[INSTRUCTION]
All of the material below is to be retyped exactly.

[GIVEN DATA]
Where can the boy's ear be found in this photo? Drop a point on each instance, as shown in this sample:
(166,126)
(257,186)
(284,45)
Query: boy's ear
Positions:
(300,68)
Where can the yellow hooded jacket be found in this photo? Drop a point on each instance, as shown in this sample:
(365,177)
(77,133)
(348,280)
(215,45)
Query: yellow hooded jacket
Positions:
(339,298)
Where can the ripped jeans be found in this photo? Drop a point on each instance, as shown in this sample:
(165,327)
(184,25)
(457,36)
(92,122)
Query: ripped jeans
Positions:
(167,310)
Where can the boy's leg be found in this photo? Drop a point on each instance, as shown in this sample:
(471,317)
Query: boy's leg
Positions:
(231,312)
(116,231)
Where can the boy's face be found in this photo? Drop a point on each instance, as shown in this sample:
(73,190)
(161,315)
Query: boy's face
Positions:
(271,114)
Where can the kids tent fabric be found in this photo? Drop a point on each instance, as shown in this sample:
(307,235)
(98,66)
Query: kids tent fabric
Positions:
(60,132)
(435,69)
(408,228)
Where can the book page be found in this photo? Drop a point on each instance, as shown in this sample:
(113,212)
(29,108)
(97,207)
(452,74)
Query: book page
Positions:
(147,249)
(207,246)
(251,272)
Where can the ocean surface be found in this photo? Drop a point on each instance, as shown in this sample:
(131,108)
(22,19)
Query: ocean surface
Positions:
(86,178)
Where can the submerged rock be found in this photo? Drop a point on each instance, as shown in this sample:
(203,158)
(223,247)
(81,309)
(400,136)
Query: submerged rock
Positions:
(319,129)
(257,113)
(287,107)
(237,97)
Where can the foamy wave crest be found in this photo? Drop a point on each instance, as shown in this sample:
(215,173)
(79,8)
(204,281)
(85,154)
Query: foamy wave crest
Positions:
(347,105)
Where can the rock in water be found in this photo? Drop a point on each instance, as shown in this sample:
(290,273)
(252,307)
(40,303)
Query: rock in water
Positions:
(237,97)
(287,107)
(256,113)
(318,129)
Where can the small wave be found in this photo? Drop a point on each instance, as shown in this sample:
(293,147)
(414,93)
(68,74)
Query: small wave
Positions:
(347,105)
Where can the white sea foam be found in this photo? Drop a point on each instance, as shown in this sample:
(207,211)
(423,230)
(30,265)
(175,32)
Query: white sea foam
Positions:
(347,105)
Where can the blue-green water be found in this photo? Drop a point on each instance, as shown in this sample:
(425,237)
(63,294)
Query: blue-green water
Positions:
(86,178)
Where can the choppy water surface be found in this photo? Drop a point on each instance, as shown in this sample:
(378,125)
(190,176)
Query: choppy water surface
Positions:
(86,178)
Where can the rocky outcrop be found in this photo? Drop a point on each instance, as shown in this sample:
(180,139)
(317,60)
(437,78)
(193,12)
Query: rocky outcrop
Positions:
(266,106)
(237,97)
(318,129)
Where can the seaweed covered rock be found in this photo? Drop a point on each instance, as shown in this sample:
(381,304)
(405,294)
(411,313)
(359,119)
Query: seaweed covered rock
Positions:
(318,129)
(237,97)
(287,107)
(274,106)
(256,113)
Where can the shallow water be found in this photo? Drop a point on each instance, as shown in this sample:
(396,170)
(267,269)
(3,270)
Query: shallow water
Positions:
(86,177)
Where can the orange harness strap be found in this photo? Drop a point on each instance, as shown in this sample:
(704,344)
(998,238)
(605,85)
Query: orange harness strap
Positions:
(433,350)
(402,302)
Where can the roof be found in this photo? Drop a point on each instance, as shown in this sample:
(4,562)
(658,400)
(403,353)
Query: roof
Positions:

[RESPONSE BELOW]
Where can the boy's ear be found in this photo? Drop a point on each instance, as shown in this sample:
(166,126)
(257,186)
(284,45)
Query: boy's ear
Positions:
(300,68)
Where can the yellow hooded jacket be found in this photo? Drop a point on each instance, as shown in this sample:
(365,177)
(77,133)
(348,280)
(215,45)
Query: yellow hooded jacket
Positions:
(339,298)
Where can the ripped jeans be found in this photo? Drop a point on each instance, as shown in this sample:
(165,327)
(184,25)
(457,36)
(92,122)
Query: ripped jeans
Positions:
(167,310)
Where can the boy's leg be found in this photo? Drop a point on each instance, as shown in this sample:
(471,317)
Query: boy's leg
Positions:
(231,312)
(116,231)
Where can the boy's face be found in this photo? Drop a point on each instance, as shown in this sample:
(73,190)
(161,315)
Query: boy's face
Positions:
(271,114)
Where can the kids tent fabric be found in this photo? Drop a point on each instance, as shown in this sample:
(307,235)
(98,66)
Query: kids tent fabric
Positions:
(60,132)
(435,69)
(408,228)
Where can the book page be found in this photo? Drop a point on each instance, as shown in this sample:
(113,212)
(29,108)
(97,207)
(452,74)
Query: book page
Positions:
(147,249)
(207,246)
(251,272)
Where can the ocean surface be found in this photo? Drop a point on each instance, as shown in this sample:
(131,108)
(22,19)
Query: ocean surface
Positions:
(86,178)
Where can the submerged rock be found in this photo? Drop a point on each instance, as shown in this sample:
(203,158)
(223,247)
(81,309)
(400,136)
Query: submerged rock
Positions:
(319,129)
(257,113)
(287,107)
(237,97)
Where can the foamy wave crest be found in this photo? Drop a point on each instance, as shown in this sample:
(215,173)
(79,8)
(204,281)
(85,154)
Query: foamy wave crest
Positions:
(347,105)
Where can the rock in water be found in this photo? Drop a point on each instance, as shown in this sample:
(290,273)
(252,307)
(40,303)
Query: rock in water
Positions:
(237,97)
(287,107)
(256,113)
(318,129)
Where can the small wave be found in this photo? Drop a point on each instance, as shown in this sample:
(293,147)
(414,93)
(68,74)
Query: small wave
Positions:
(347,105)
Where can the white sea foam be found in this photo? Drop a point on each instance, as shown in this sample:
(207,211)
(423,230)
(30,265)
(175,32)
Query: white sea foam
Positions:
(347,105)
Where can the blue-green water be found in this photo? Drop a point on each instance, as shown in this sample:
(425,237)
(63,294)
Query: blue-green water
Positions:
(86,178)
Where can the choppy water surface be found in this photo? Drop a point on each instance, as shown in this sample:
(378,125)
(190,176)
Query: choppy water surface
Positions:
(86,178)
Where can the rocky outcrop be found in this photo? Drop a point on each instance, as shown in this sample:
(180,139)
(317,60)
(437,78)
(193,12)
Query: rocky outcrop
Positions:
(266,106)
(237,97)
(318,129)
Where can the seaweed covered rock be found in this photo? Drop a point on each instance, as shown in this sample:
(381,304)
(405,294)
(411,313)
(359,119)
Query: seaweed covered rock
Positions:
(318,129)
(237,97)
(287,107)
(274,106)
(256,113)
Where can the shallow water be found in this photo? Drop a point on each instance, as shown in this sample:
(396,170)
(267,269)
(3,270)
Query: shallow water
Positions:
(86,177)
Where can the orange harness strap be found in this photo? Drop a point on each instance, as shown in this sample:
(704,344)
(998,238)
(605,85)
Query: orange harness strap
Positions:
(433,350)
(402,302)
Where can the roof be found in this photo? Drop a point on each instance, as shown in this sample:
(4,562)
(658,400)
(403,353)
Query: roof
Positions:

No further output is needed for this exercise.